BEGIN Input records

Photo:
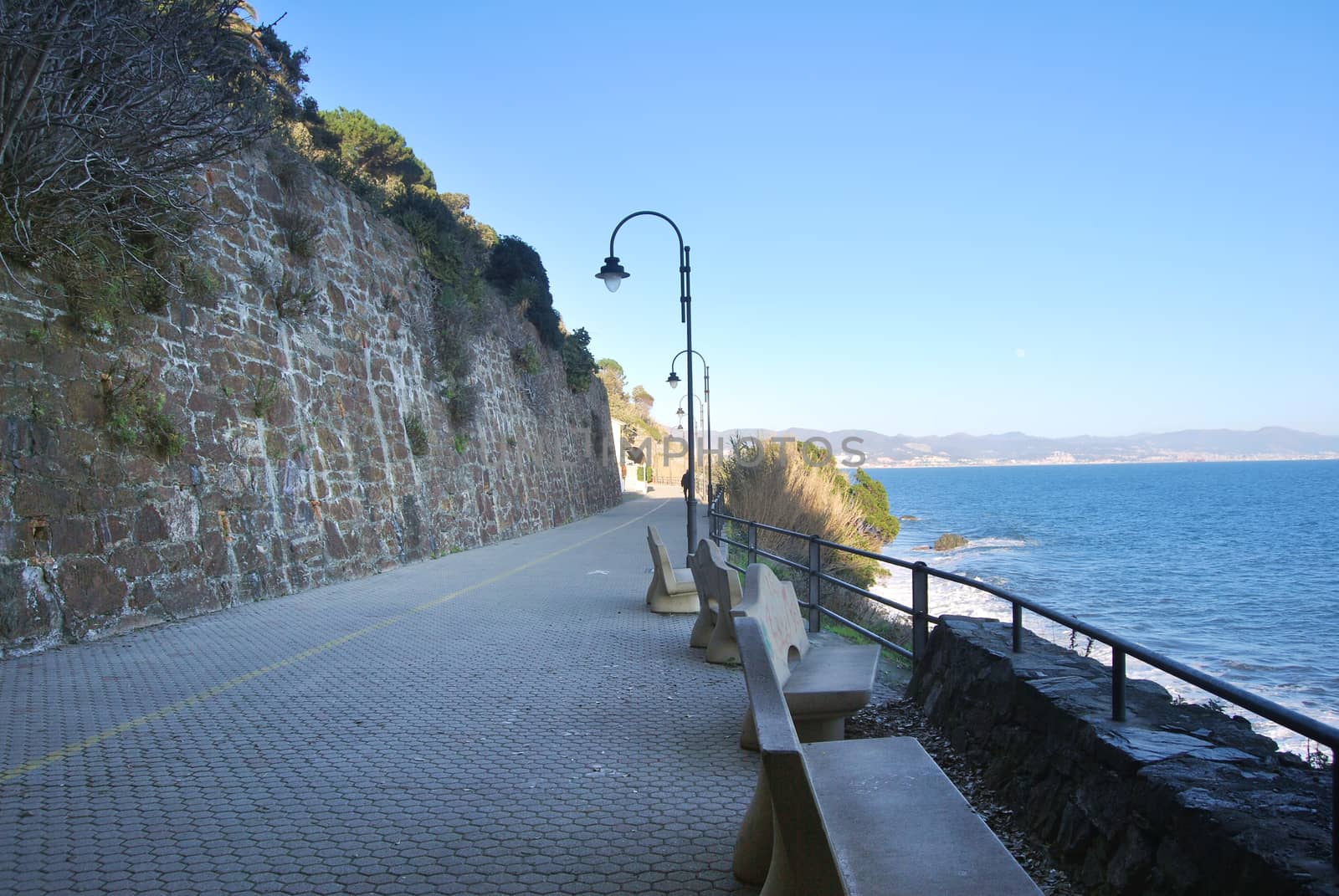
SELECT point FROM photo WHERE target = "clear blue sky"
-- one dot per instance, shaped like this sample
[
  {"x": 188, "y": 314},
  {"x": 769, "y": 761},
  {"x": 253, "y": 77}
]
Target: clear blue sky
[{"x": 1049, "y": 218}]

END Input records
BEGIN Input records

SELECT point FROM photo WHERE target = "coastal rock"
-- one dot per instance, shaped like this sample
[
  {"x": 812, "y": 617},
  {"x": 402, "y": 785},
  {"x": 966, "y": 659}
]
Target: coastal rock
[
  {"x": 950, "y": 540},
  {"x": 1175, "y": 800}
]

END Input records

— What needs to be done —
Search the material above for the string "WHERE". Show every line that holds it.

— Exercise answer —
SELECT point FROM photo WHERE target = "clear blue sky"
SELECT point FROM photo WHERE target = "coastal rock"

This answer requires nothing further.